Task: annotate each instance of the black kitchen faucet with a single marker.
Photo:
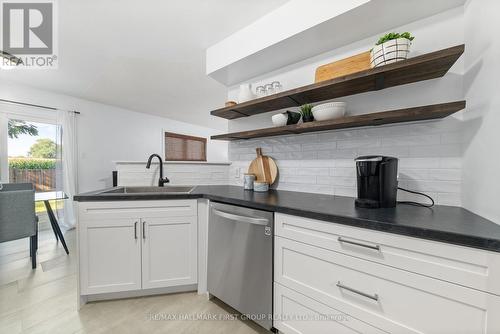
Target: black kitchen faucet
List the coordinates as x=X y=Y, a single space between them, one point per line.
x=162 y=180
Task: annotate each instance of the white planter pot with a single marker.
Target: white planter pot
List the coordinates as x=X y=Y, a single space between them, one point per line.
x=245 y=93
x=390 y=52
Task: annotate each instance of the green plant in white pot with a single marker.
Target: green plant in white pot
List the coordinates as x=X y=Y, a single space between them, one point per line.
x=390 y=48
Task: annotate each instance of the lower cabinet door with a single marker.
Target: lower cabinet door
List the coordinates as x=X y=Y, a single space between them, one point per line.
x=169 y=251
x=296 y=313
x=110 y=255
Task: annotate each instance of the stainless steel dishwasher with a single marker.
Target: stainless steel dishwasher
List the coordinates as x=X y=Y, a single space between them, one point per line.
x=240 y=260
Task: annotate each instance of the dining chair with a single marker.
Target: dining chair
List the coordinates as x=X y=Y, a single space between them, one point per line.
x=17 y=215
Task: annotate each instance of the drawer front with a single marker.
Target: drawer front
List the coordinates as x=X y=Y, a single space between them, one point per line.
x=298 y=314
x=394 y=300
x=143 y=209
x=461 y=265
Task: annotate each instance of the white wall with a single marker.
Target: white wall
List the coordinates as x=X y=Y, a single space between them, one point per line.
x=481 y=182
x=430 y=153
x=107 y=133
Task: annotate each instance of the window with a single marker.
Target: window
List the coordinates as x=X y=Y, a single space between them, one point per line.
x=185 y=148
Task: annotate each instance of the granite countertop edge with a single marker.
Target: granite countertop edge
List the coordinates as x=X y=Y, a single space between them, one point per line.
x=451 y=237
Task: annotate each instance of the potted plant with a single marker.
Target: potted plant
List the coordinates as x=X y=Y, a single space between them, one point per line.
x=390 y=48
x=306 y=112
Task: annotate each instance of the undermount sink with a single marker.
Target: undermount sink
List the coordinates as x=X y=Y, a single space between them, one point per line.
x=149 y=190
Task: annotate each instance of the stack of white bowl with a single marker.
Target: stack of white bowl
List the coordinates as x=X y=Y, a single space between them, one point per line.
x=331 y=110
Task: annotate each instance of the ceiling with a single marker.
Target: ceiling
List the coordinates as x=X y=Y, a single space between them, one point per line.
x=146 y=56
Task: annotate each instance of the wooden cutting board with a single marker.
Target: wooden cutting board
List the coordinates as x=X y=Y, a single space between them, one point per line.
x=264 y=168
x=343 y=67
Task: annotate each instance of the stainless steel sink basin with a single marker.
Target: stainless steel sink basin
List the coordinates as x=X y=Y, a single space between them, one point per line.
x=150 y=190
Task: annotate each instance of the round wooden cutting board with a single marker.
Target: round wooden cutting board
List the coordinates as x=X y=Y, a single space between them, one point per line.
x=264 y=168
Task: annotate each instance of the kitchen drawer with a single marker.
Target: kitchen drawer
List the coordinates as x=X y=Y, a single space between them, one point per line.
x=394 y=300
x=469 y=267
x=296 y=313
x=140 y=209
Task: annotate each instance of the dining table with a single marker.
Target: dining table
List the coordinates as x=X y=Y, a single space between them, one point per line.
x=46 y=197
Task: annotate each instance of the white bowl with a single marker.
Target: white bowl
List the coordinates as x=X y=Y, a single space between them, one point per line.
x=280 y=119
x=328 y=113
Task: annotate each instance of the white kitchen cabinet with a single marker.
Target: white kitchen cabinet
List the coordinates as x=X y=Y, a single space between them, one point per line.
x=128 y=246
x=169 y=251
x=319 y=276
x=110 y=256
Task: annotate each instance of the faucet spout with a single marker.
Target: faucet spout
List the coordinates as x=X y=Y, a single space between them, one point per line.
x=162 y=180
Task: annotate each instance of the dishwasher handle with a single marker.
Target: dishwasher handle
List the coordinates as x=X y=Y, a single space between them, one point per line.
x=239 y=218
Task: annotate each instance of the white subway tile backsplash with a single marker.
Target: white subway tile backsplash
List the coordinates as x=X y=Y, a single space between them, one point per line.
x=297 y=179
x=448 y=150
x=344 y=172
x=445 y=174
x=287 y=148
x=413 y=174
x=429 y=159
x=358 y=143
x=314 y=171
x=411 y=140
x=319 y=146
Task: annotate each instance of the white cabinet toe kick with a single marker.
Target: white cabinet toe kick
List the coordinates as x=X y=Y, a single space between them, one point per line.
x=136 y=248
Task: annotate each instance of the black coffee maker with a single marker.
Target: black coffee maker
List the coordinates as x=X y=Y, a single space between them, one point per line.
x=377 y=181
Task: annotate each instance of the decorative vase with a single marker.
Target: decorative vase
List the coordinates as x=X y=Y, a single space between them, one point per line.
x=308 y=118
x=390 y=52
x=292 y=117
x=245 y=93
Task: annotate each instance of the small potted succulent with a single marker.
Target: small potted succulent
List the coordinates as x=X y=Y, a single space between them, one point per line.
x=306 y=112
x=390 y=48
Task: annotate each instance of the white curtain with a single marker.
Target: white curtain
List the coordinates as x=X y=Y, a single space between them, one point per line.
x=67 y=123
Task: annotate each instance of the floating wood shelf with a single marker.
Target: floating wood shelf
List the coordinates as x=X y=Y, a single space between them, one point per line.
x=424 y=67
x=379 y=118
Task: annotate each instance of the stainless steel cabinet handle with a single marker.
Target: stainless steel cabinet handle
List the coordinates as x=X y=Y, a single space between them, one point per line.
x=244 y=219
x=361 y=293
x=375 y=247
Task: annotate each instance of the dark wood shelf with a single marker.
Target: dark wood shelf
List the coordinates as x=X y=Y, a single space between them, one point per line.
x=378 y=118
x=424 y=67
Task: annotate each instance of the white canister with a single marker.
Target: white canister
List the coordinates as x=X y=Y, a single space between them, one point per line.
x=245 y=93
x=260 y=186
x=248 y=180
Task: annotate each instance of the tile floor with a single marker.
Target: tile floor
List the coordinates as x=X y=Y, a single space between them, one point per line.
x=44 y=300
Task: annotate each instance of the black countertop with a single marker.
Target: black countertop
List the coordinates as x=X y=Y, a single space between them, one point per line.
x=441 y=223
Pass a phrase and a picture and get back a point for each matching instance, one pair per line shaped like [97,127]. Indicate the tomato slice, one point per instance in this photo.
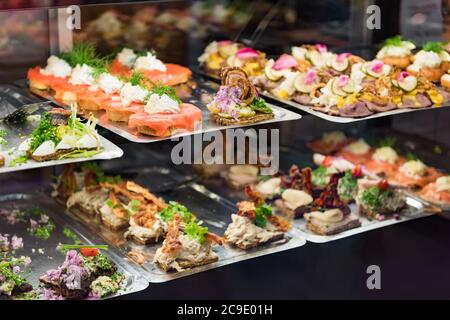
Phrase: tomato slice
[89,252]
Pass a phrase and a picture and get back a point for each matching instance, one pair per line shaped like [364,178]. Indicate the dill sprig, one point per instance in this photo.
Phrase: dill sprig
[434,46]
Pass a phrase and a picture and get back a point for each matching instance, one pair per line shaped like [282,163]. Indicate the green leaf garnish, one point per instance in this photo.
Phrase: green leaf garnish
[388,141]
[434,46]
[259,105]
[262,212]
[44,132]
[161,89]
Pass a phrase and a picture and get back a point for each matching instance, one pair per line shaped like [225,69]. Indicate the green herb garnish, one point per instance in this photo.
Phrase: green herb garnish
[173,208]
[320,177]
[85,53]
[18,161]
[347,186]
[393,41]
[44,132]
[161,89]
[262,212]
[196,231]
[434,46]
[259,105]
[388,141]
[72,236]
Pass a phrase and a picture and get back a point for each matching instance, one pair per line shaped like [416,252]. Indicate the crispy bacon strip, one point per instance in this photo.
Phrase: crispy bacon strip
[280,223]
[134,187]
[172,242]
[246,209]
[329,198]
[214,238]
[68,184]
[254,196]
[118,208]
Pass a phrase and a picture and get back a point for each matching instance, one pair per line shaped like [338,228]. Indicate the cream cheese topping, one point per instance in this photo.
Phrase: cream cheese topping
[358,147]
[414,169]
[149,62]
[127,57]
[82,74]
[296,198]
[161,104]
[130,93]
[57,67]
[443,184]
[385,154]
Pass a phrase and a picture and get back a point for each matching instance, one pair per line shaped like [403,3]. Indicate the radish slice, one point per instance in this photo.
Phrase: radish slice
[247,53]
[286,61]
[321,48]
[342,56]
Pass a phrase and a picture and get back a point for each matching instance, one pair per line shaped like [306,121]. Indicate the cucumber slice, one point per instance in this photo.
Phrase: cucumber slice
[339,66]
[317,59]
[272,75]
[408,84]
[336,89]
[301,86]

-----

The task: Report, as a bare number, how many lines above contain the string "kick".

Reply to the exercise: 2